* GIVEN ENTRIES *
◆ ◆ ◆ ◆ ◆ ◆ ◆
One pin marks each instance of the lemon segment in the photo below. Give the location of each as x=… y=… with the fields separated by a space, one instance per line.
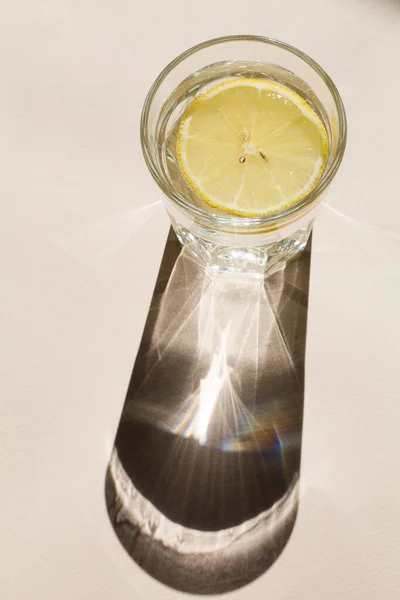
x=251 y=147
◆ ◆ ◆ ◆ ◆ ◆ ◆
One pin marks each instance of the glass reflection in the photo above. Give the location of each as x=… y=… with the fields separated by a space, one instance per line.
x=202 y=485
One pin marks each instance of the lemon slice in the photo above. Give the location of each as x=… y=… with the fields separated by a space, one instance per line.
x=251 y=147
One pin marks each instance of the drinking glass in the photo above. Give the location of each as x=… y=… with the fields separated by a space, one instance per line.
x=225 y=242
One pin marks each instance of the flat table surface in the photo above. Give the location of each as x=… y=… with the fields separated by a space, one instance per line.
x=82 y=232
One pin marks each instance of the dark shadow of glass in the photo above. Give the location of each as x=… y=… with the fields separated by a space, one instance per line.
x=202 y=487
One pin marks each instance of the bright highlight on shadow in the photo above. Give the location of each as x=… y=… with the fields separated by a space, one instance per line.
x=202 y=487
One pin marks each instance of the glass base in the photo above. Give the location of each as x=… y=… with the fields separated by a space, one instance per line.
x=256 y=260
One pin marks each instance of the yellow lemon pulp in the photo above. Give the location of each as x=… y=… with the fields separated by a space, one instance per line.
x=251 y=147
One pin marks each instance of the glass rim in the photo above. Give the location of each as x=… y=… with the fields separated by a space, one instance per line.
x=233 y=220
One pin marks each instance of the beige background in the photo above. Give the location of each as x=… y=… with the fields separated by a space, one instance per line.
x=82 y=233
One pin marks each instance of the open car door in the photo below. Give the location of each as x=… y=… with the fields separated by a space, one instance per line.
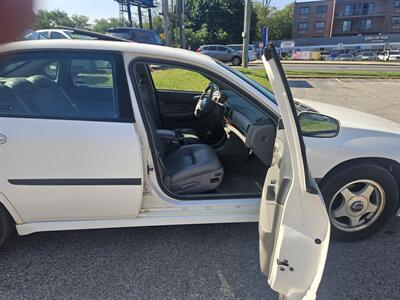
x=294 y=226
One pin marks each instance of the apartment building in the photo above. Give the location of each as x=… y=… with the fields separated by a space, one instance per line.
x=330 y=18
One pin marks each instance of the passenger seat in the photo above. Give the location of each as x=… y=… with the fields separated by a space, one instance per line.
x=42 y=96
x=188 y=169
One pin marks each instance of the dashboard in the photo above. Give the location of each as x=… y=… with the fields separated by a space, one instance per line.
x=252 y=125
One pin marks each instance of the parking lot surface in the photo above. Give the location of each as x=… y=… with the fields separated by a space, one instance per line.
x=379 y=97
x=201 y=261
◆ ◆ ◆ ◆ ◆ ◆ ◆
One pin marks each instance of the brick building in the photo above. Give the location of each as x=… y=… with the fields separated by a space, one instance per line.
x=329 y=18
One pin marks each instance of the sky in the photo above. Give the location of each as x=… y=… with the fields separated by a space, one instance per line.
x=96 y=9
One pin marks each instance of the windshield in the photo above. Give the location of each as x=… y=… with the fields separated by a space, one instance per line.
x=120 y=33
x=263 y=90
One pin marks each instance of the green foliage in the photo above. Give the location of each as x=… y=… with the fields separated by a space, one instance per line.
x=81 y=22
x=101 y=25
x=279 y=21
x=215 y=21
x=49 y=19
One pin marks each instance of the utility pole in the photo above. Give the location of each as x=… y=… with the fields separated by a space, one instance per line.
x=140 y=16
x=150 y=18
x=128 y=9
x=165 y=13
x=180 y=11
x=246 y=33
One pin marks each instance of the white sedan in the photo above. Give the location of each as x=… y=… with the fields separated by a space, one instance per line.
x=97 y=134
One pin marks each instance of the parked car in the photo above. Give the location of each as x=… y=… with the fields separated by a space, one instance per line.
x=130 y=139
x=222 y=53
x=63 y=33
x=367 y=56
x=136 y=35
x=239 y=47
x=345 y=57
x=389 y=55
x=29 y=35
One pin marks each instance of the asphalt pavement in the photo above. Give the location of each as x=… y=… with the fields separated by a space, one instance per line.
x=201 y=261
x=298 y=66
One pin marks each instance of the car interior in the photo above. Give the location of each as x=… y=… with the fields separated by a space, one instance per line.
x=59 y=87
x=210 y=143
◆ ◆ ◆ ◆ ◆ ◆ ◆
* REQUIRED WORK *
List the entries as a numbered list with blank lines dropped, starting at the line containing "One pin marks each instance of the green" and ending at the line containing "x=210 y=143".

* SOLUTION TO THIS PROBLEM *
1. One pin marks each instance of the green foliage in the photo above. Give the location of each as x=… y=… with the fields separated by a space, one instance per line.
2. x=81 y=22
3. x=101 y=25
4. x=279 y=21
5. x=215 y=21
6. x=49 y=19
7. One pin marks each instance of the utility pole in the photo above. Give the location of each as x=… y=… with the fields separated by a space, one instance per line.
8. x=140 y=16
9. x=150 y=18
10. x=128 y=9
11. x=165 y=13
12. x=180 y=11
13. x=246 y=33
14. One pin marks each instance of the white sedan in the photo above. Give the location of each as x=… y=… with the fields separated by a space, one instance per line.
15. x=97 y=134
16. One pin marks each instance of the parked car in the photo above. Give the location of each as x=… y=… with the fields separated by a space, one instance per line.
17. x=130 y=139
18. x=222 y=53
19. x=63 y=33
20. x=367 y=56
21. x=136 y=35
22. x=239 y=47
23. x=345 y=57
24. x=389 y=55
25. x=29 y=35
26. One pin marks each instance of the asphalt pavement in the photo above. Give the location of each as x=… y=… with the fields separated by a space, one instance per line.
27. x=201 y=261
28. x=298 y=66
29. One pin marks each instance of the car interior in the photo above. Give the location of each as x=… y=… with the fields separated by a space, one instance per line.
30. x=59 y=87
31. x=210 y=143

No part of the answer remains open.